▶ _Document passage_:

↓↓↓

Takuya Nakaizumi 2009.6.10
2
Motivation for the study
  1. Does monetary Incentive affect the conversation
    or editing?
  2. Editors or writers have their own opinion.They
    will reject the opinion of others on their
    writing or compilation especially when they do
    not agree with or do not like it.
  3. Even in such circumstances, incentives may make
    them edit in a way different from what they would
    have done otherwise.
  4. In this experiment, we tested whether a monetary
    incentive affected the editing of a conversation
    in the BBS.

3
Evaluation of the editing
  • To give an editor adequate incentive, we need an
    evaluation of the performance on which the reward
    depends
  • The editing must have a true value. However it is
    quite difficult to estimate.
  • Thus in this study we employ a peer review
    system.
  • The editing was evaluated by all the participants
    of the conversation in the BBS.
  • And the rewards of the editor depended on the
    evaluation of the participants of the
    conversation of the BBS.

4
Evaluation Behavior
  • Participants of the conversation of the BBS,
    might appreciate the editing more if the editing
    attracts the participants.
  • The reward for the editor might affect just the
    effort of the editor. The reward itself for the
    editor might not affect the evaluation from the
    other participants.
  • Thus higher rewards lead to more attractive
    editing. ?We check it by experiment

5
What is a Field Experiment?
  • Harrison and List 2004
  • Our primary point is that dissecting the
    characteristics of field experiments helps define
    what might be better called an ideal experiment,
    in the sense that one is able to observe a
    subject in a controlled setting but where the
    subject does not perceive any of the controls as
    being unnatural and there is no deception being
    practiced.

↑↑↑

▶ _Items_:
↓↓↓

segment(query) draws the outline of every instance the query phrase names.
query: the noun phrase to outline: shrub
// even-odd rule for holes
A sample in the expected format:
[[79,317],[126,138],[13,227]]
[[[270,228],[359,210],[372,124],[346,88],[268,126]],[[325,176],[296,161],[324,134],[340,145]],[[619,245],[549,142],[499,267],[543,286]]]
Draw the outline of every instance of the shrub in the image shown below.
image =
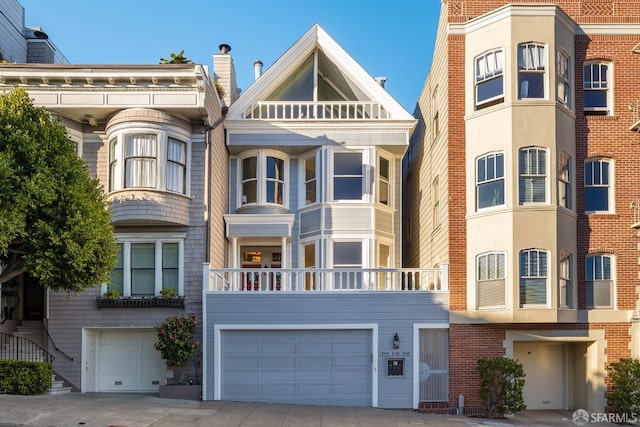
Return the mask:
[[158,339],[154,344],[156,350],[168,367],[180,369],[182,383],[182,364],[186,362],[200,343],[196,341],[196,315],[174,316],[156,326]]
[[506,357],[478,359],[480,374],[480,399],[485,405],[485,415],[513,414],[526,409],[522,388],[524,368],[517,360]]
[[640,360],[620,359],[607,371],[612,383],[607,405],[616,414],[640,414]]
[[43,394],[51,388],[52,375],[51,363],[0,360],[0,393]]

↑↑↑

▶ _Your task_:
Condense the paragraph in the presentation slides that begins "Our primary point is that dissecting," keeping its main facts. The data are separate material and unrelated to the presentation slides.

▶ _Task output_:
Examining the characteristics of field experiments helps define an ideal experiment. In such an experiment, a subject is observed in a controlled setting but perceives none of the controls as unnatural, and no deception is used.